• _EXERCISE INSTRUCTIONS_
Copy the data below with "bamboo stake" switched to "wooden post" wherever it occurs, and keep everything else the same.

---------- TASK MATERIAL

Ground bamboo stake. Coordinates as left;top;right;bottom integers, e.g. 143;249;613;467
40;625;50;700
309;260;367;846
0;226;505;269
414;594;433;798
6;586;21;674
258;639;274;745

--------------------

• _EXERCISE OUTPUT_
Ground wooden post. Coordinates as left;top;right;bottom integers, e.g. 143;249;613;467
40;625;50;700
309;260;367;846
0;226;505;269
414;594;433;798
6;586;21;674
258;639;274;745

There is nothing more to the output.